* _Task directions_:
Collect every line of the records that contains the string "person", and treat case as significant.

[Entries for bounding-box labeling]
BEGIN
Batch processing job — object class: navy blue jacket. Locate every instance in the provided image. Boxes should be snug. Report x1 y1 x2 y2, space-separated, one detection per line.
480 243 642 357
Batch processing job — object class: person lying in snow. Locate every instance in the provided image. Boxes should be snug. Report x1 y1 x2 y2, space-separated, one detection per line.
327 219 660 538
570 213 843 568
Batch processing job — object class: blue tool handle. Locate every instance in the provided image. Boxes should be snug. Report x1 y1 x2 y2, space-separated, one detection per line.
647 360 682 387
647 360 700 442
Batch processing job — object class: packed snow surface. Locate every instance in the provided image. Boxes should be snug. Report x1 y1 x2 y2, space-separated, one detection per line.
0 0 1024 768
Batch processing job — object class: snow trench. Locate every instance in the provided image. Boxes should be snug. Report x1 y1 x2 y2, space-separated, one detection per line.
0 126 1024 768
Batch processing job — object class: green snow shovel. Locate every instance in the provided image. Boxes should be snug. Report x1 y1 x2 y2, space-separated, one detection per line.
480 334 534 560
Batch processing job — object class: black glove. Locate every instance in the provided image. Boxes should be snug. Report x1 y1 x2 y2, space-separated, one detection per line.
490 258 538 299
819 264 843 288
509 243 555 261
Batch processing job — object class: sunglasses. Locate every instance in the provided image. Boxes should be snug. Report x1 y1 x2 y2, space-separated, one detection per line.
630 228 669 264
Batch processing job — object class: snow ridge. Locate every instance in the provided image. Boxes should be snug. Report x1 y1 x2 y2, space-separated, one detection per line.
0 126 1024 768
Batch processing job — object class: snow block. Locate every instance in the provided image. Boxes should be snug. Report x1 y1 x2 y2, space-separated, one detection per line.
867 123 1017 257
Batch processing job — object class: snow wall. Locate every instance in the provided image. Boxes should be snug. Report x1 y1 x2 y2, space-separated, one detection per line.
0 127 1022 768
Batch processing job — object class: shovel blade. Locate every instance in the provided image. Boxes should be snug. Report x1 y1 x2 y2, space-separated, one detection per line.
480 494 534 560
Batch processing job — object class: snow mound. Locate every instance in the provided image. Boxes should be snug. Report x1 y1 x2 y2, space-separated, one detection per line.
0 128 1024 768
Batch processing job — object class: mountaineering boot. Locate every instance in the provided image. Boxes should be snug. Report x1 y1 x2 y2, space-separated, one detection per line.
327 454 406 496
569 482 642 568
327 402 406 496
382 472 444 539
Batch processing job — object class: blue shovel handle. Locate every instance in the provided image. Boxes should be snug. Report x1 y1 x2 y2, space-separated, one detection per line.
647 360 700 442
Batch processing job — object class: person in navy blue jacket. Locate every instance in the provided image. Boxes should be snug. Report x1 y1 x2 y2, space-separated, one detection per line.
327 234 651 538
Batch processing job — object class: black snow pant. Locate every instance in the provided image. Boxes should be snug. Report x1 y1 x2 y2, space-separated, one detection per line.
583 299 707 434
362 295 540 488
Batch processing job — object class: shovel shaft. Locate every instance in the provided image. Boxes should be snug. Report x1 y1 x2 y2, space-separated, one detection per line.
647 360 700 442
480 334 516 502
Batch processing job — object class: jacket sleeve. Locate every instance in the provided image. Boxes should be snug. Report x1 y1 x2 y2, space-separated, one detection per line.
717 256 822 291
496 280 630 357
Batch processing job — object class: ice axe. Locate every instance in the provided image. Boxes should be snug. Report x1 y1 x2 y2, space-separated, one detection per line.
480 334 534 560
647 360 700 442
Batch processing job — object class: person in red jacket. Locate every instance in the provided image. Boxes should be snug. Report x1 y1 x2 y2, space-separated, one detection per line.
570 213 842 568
END
* _Written reply_:
Batch processing job — object class: person lying in snow. Locate every instance in the provided image. Boxes should be snug. Report x1 y1 x2 y2, space-separated, one detection per line.
Batch processing job — object class: person in navy blue jacket. Locate every instance in the provided image. Boxes should be snug. Report x1 y1 x2 y2, space-separated, one detection per line.
Batch processing job — object class: person in red jacket. Locate every instance in the provided image. Boxes should be snug. Report x1 y1 x2 y2, space-separated, one detection per line.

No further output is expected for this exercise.